Short problem: Your task is to return the line containing "Question. Identify the black soap" plus every line after it, exactly and with nothing added.
________________________________________
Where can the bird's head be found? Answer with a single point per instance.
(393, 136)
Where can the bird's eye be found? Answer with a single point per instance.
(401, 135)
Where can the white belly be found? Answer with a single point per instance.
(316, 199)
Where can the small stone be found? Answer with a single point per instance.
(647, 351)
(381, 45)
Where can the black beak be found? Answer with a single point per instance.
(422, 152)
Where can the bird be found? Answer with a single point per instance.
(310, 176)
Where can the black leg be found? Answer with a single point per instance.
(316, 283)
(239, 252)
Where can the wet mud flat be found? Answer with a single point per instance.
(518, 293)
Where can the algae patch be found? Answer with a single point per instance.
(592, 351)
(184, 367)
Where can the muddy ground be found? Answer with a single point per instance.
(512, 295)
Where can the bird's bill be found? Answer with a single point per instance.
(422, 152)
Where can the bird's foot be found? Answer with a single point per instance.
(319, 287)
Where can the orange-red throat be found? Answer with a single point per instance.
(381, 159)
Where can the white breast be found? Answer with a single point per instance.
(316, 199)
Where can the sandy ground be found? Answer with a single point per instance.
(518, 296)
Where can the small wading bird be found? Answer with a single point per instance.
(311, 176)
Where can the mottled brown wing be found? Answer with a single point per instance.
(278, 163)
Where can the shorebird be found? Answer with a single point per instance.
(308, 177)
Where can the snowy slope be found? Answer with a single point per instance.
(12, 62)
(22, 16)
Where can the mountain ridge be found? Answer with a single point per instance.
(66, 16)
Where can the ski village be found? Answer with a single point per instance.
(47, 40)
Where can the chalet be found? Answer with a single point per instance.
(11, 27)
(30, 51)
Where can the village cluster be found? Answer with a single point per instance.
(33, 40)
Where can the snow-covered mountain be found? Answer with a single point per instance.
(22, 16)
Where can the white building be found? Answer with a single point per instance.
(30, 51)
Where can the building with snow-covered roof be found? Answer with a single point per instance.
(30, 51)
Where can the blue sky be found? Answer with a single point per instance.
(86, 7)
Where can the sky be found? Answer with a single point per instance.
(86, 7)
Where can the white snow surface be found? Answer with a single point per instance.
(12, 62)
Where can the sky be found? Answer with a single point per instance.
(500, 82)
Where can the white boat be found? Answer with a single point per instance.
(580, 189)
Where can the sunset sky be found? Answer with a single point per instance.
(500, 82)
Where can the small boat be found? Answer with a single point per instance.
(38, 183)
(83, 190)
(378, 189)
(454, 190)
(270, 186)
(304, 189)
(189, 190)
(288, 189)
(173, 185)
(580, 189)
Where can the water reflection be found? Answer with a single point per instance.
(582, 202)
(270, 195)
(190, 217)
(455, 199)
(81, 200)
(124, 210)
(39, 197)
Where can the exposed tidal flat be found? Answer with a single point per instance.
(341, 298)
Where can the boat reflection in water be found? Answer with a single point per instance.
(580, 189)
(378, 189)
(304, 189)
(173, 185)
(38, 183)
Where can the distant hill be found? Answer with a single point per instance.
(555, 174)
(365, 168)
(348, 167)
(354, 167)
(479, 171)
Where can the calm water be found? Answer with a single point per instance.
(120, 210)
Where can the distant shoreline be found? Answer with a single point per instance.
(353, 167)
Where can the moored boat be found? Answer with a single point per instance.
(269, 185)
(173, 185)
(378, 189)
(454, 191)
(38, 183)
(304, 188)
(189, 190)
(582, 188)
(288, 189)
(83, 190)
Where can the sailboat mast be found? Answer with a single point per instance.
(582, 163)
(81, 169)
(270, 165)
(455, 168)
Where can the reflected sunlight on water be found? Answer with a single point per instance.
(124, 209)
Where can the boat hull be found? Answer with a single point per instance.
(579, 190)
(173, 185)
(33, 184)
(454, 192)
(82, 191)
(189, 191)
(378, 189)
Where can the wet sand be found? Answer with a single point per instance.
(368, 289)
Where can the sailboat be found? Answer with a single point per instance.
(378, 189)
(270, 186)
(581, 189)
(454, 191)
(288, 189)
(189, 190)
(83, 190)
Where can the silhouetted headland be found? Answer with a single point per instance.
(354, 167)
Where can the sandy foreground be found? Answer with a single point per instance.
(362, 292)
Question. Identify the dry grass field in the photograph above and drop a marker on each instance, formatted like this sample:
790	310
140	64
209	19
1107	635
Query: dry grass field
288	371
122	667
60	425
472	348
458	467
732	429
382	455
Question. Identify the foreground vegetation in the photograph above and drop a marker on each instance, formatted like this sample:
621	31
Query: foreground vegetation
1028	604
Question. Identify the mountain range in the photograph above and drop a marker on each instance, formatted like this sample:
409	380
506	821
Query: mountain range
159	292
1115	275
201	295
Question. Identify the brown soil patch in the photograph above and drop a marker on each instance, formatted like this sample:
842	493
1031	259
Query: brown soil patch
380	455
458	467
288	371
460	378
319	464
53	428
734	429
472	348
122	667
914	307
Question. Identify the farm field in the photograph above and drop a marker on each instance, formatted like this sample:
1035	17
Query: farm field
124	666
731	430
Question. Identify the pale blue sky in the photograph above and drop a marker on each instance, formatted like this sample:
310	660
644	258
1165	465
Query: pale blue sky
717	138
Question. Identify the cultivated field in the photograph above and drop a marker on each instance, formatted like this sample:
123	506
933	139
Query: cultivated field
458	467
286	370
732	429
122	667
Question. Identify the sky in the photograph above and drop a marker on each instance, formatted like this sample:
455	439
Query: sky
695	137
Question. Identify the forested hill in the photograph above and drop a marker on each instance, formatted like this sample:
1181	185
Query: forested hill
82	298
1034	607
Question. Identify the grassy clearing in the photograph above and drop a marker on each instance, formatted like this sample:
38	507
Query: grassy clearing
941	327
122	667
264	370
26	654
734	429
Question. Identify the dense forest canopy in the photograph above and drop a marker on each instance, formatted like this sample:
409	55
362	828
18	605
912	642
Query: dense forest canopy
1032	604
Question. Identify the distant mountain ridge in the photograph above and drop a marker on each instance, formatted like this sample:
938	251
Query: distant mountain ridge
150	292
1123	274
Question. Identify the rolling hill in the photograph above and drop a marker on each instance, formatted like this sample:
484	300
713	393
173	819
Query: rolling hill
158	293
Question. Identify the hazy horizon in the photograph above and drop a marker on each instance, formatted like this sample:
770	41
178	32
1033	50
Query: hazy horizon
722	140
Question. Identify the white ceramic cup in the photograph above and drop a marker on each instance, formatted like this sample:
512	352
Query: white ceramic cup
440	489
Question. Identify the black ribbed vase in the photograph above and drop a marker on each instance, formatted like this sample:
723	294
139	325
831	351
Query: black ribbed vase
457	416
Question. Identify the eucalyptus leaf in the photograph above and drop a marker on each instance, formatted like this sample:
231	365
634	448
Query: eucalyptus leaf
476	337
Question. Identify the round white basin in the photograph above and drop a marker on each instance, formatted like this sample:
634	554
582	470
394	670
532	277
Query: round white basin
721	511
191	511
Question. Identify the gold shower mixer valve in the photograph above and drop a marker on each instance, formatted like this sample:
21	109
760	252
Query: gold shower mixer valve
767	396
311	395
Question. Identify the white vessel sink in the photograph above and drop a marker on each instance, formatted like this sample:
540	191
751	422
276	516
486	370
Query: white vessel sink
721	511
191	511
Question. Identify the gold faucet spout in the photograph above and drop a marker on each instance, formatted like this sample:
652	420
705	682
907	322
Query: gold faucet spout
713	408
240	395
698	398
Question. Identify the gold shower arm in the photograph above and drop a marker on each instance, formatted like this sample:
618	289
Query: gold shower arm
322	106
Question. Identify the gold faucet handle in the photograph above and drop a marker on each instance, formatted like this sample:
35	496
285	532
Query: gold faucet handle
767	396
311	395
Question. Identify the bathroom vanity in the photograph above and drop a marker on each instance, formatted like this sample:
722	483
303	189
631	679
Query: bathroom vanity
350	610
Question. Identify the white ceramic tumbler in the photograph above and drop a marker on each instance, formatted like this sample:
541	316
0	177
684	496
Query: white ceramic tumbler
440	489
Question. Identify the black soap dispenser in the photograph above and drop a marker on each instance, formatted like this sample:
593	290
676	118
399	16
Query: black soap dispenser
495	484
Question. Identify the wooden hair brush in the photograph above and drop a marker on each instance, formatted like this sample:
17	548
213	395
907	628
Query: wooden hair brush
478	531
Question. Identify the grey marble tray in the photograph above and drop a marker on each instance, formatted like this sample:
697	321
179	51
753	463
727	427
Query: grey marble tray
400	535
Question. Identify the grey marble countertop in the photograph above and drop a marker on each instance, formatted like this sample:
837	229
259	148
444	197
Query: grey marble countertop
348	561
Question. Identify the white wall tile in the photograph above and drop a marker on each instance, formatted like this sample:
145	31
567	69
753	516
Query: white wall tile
________________________________________
Correct output:
Question. Identify the black soap dispenser in the photograph above and drop a marker on each instance, formatted like this sample:
593	290
676	118
399	16
Query: black soap dispenser
495	484
Question. Identify the wooden hair brush in the photograph above and drop a marker on each instance, formatted like this sample:
17	548
213	395
907	628
Query: wooden hair brush
478	531
Question. Identify the grey marble tray in the photograph above and drop a marker on each instance, formatted like this sample:
697	321
179	51
753	463
727	427
Query: grey marble tray
400	535
Question. Identify the grey marble countertop in the photograph above and drop a marker on each instance, formatted like this sample:
837	229
259	148
444	197
Query: grey marble countertop
348	561
Question. Identify the white wall tile in the photograph above and drop a marker on each instance, formatted like this sample:
145	31
567	69
753	516
Query: white wall tile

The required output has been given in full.